■ **作業依頼**:
曾祖母の死と父の脳梗塞をめぐる家族の回想文を、最後の文の後から書き継いでください。

■ **抽出テキスト**:
______

また、この頃からストレスが溜まった母が狂ったようにパチンコに通い詰めて、加速度的に生活は荒み、倫理観すらも失われていったように思います。
曾祖母の死
経済的に苦しかった状況は以前として続いていたものの、父は根が真面目なこともあり、いくつか仕事は転々としながらも収入が途絶えることはなく、母もパートをしていたので、自転車操業ではあるもののなんとか食いつないでいくことはできていた。
そして、父も規模は小さいながらも事業にチャレンジしてみたりしていたので、なんとか生きる意欲のようなものは消えていなかったように感じていました
そんな矢先に起こったのが曾祖母の死でした。
父にとって精神的支柱であった曾祖母の存在が失われたことは、それまで父が信じていたもの全ての崩壊につながっていったのだと思います。
この頃から、次第に父は生きる意欲を失い、酒に溺れ、ただ流されるままに日々を過ごすようになっていったように感じていました。
父の脳梗塞
曾祖母を失ってから少し経ったある日のこと、急に病院から携帯に連絡があり、父が脳梗塞で倒れて入院しているという知らせがありました。
最初は半身麻痺になってしまう可能性もあったものの、父本人の懸命なリハビリと母の支援もあって、日常生活が取り戻せるところまで回復したものの、やはり仕事ではどうしても物忘れやミスが多くなってしまい、どんどん塞ぎ込んでいくようになりました。
そこからは加速度的に痴呆が進み、酔っては家で暴れたり、飲み屋で暴れたり、自分でもどうしようもないやるせなさに耐えきれないでいる父の姿を何度も目の当たりにしました。

______

■ **提供データ**:
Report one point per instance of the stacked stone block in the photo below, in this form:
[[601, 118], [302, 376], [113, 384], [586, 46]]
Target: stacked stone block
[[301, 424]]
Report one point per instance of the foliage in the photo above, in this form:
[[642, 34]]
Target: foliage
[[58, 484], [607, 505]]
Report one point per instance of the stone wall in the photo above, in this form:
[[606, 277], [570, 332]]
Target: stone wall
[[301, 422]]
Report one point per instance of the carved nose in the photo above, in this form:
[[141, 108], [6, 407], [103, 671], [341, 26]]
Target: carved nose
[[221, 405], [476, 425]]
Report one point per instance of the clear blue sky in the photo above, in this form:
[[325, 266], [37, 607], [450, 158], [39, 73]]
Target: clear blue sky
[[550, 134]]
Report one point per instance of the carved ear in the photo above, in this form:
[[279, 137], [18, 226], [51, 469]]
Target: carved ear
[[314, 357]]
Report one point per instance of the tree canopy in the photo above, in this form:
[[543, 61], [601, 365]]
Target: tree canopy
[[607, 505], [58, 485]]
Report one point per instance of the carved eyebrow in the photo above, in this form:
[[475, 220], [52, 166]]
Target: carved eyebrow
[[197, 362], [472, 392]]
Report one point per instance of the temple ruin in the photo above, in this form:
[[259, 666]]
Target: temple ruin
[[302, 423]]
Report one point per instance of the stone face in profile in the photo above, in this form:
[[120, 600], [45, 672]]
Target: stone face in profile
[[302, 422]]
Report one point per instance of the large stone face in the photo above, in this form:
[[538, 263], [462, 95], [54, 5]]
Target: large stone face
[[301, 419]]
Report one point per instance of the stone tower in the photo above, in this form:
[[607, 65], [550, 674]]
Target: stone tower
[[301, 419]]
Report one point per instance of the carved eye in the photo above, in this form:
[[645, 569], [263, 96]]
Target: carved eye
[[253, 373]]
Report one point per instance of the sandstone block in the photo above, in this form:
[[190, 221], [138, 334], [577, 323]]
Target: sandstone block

______

■ **解答**:
その姿の痛々しさを当時の私はどうしようもできない無力さを感じつつ、一方でその現実を受け入れることができない日々が続いていきました。
全身がん発覚
「おとうさんの舌の裏に黒い斑点があるけどなんやろ?」
母からの電話を受けてすぐに父の舌の状態を写メで送るように言った。
嫌な予感しかしませんでしたが、ただの内出血とかであってほしいと祈りつつ、送られてきた大きな黒い斑点の写メをみた瞬間にはほとんど希望を失ってしまいました。
「たぶん、癌だろう・・・。」という考えが頭をよぎっていましたが、それを無理やりかき消して、とにかく検査に行ってくれと父にお願いしました。
診療所から返ったきた返事は、「すぐに京都第二赤十字病院に行ってください。」だけでした。
そして、慌てて検査結果を持っていった病院から告げられたのは、父が深刻な状態の癌である可能性が高いということでした。
余命1ヶ月
即入院でした。
そして、これから精密に検査しないと詳しくはわからないとのことでしたので、最後の最後まで望みは捨てずにそれを待つことにしました。
たしか、3日後くらい経ってからのことだったと思いますが、医師から「ステージⅣの末期癌、余命はよくて1ヶ月です。ご本人はご家族からお伝えになられたほうがいいでしょう。」と通告を受けました。
私はその通告を聞いた時、父を失う悲しみよりも、父の命が風前の灯火であることに対する虚しさにうなだれていました。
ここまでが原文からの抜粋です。